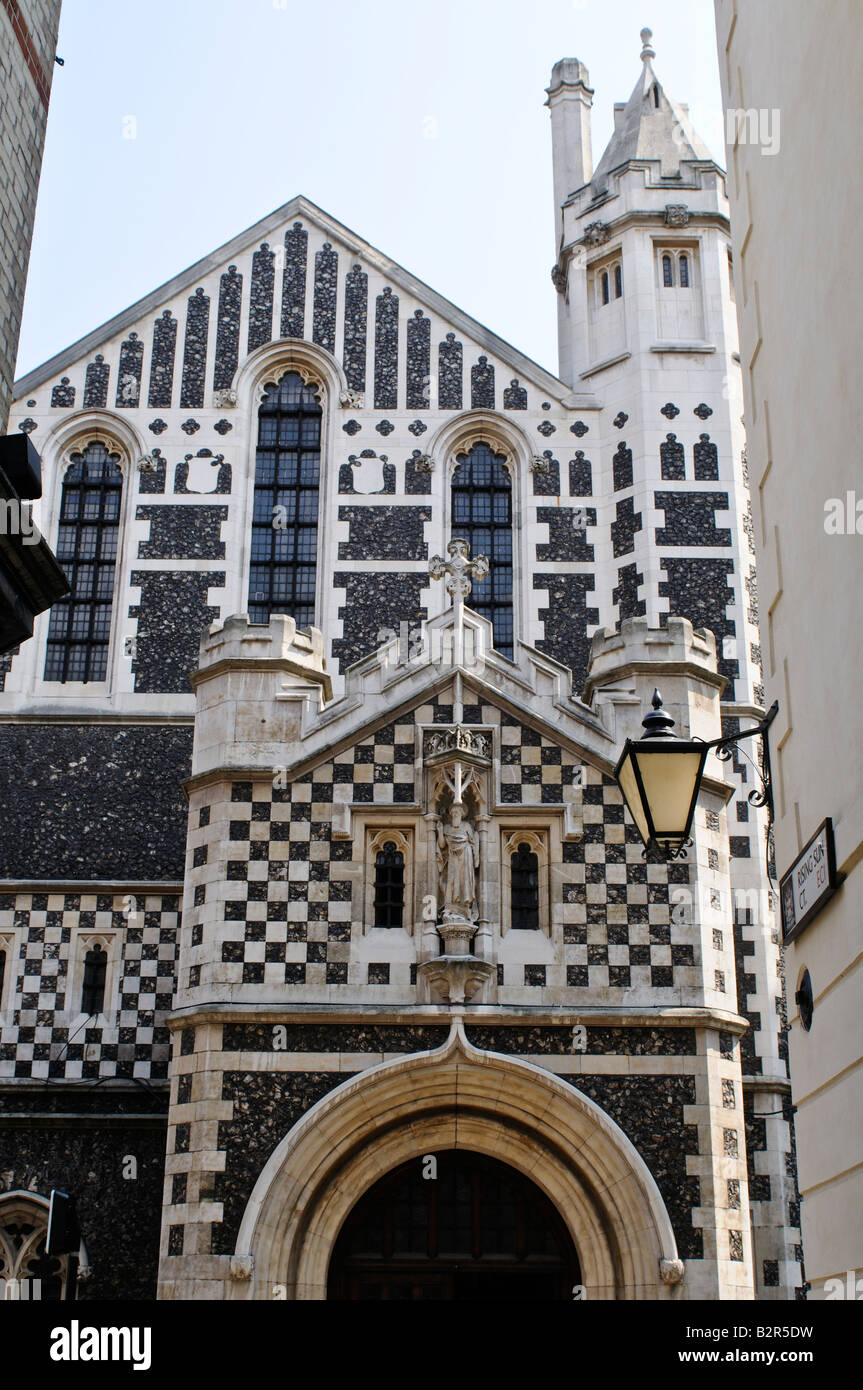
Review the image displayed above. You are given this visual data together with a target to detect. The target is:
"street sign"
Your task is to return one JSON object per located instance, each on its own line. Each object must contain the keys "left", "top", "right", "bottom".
{"left": 780, "top": 818, "right": 841, "bottom": 943}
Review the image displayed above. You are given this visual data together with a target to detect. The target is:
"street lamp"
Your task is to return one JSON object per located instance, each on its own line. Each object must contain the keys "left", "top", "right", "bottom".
{"left": 614, "top": 689, "right": 779, "bottom": 862}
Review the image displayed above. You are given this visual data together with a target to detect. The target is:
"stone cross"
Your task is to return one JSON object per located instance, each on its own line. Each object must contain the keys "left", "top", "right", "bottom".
{"left": 429, "top": 538, "right": 489, "bottom": 704}
{"left": 429, "top": 538, "right": 489, "bottom": 627}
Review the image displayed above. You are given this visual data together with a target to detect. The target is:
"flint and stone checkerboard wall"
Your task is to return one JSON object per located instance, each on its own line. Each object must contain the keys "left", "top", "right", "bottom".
{"left": 178, "top": 689, "right": 702, "bottom": 1006}
{"left": 0, "top": 892, "right": 179, "bottom": 1079}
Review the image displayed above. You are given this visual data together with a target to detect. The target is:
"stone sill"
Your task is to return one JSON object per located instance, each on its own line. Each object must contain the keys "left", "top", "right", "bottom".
{"left": 651, "top": 342, "right": 717, "bottom": 354}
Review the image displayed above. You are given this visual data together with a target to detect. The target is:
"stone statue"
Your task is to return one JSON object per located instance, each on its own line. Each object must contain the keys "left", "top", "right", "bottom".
{"left": 436, "top": 805, "right": 479, "bottom": 922}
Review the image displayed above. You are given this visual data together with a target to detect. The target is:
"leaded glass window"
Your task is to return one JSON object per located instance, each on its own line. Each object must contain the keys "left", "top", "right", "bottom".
{"left": 374, "top": 842, "right": 405, "bottom": 928}
{"left": 81, "top": 944, "right": 107, "bottom": 1015}
{"left": 511, "top": 842, "right": 540, "bottom": 929}
{"left": 248, "top": 371, "right": 321, "bottom": 626}
{"left": 451, "top": 445, "right": 514, "bottom": 658}
{"left": 44, "top": 444, "right": 122, "bottom": 683}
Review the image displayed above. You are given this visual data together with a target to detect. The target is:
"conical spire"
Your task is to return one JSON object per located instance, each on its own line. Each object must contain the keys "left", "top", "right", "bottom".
{"left": 591, "top": 27, "right": 713, "bottom": 188}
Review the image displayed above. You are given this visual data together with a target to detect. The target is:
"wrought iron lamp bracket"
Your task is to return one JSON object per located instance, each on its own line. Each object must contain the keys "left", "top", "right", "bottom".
{"left": 698, "top": 700, "right": 779, "bottom": 885}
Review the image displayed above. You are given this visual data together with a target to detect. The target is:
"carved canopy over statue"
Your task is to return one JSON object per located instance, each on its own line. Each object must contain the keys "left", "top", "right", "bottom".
{"left": 436, "top": 805, "right": 479, "bottom": 923}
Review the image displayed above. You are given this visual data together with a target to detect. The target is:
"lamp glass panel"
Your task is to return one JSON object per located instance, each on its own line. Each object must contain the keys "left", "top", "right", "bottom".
{"left": 633, "top": 746, "right": 704, "bottom": 838}
{"left": 617, "top": 749, "right": 651, "bottom": 845}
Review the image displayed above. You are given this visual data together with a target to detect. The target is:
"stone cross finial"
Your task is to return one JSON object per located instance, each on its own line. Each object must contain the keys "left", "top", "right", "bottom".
{"left": 429, "top": 539, "right": 490, "bottom": 680}
{"left": 429, "top": 538, "right": 489, "bottom": 605}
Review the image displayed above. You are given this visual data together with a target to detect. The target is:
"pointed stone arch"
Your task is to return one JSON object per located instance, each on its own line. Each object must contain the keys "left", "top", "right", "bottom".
{"left": 229, "top": 1020, "right": 684, "bottom": 1301}
{"left": 0, "top": 1191, "right": 90, "bottom": 1298}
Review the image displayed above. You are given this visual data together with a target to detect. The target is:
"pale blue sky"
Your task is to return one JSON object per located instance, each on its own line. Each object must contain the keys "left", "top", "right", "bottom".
{"left": 16, "top": 0, "right": 723, "bottom": 382}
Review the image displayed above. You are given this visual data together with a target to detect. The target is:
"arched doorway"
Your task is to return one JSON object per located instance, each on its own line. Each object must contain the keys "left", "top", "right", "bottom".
{"left": 327, "top": 1151, "right": 581, "bottom": 1301}
{"left": 225, "top": 1021, "right": 684, "bottom": 1302}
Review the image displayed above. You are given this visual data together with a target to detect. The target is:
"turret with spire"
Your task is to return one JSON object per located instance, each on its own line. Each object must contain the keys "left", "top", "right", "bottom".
{"left": 543, "top": 30, "right": 794, "bottom": 1301}
{"left": 547, "top": 27, "right": 729, "bottom": 390}
{"left": 591, "top": 28, "right": 713, "bottom": 190}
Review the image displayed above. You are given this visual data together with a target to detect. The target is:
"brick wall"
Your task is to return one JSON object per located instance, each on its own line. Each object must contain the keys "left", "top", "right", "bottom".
{"left": 0, "top": 0, "right": 61, "bottom": 430}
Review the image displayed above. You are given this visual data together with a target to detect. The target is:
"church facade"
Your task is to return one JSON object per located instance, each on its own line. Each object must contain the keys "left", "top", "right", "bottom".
{"left": 0, "top": 32, "right": 802, "bottom": 1300}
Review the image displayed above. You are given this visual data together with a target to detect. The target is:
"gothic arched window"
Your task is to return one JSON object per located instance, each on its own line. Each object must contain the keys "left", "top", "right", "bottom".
{"left": 511, "top": 842, "right": 540, "bottom": 929}
{"left": 614, "top": 263, "right": 623, "bottom": 299}
{"left": 451, "top": 444, "right": 514, "bottom": 658}
{"left": 679, "top": 254, "right": 690, "bottom": 288}
{"left": 0, "top": 947, "right": 6, "bottom": 1008}
{"left": 0, "top": 1197, "right": 70, "bottom": 1301}
{"left": 600, "top": 271, "right": 610, "bottom": 306}
{"left": 248, "top": 371, "right": 322, "bottom": 626}
{"left": 44, "top": 444, "right": 123, "bottom": 683}
{"left": 374, "top": 842, "right": 405, "bottom": 928}
{"left": 81, "top": 944, "right": 107, "bottom": 1015}
{"left": 662, "top": 254, "right": 674, "bottom": 288}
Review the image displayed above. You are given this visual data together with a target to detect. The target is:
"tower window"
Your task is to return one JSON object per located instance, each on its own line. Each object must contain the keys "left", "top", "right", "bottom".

------------------------------------

▸ WORK ITEM: Pull every line containing "glass" out of the data above.

▸ SOLUTION:
"leaded glass window"
"lamp glass panel"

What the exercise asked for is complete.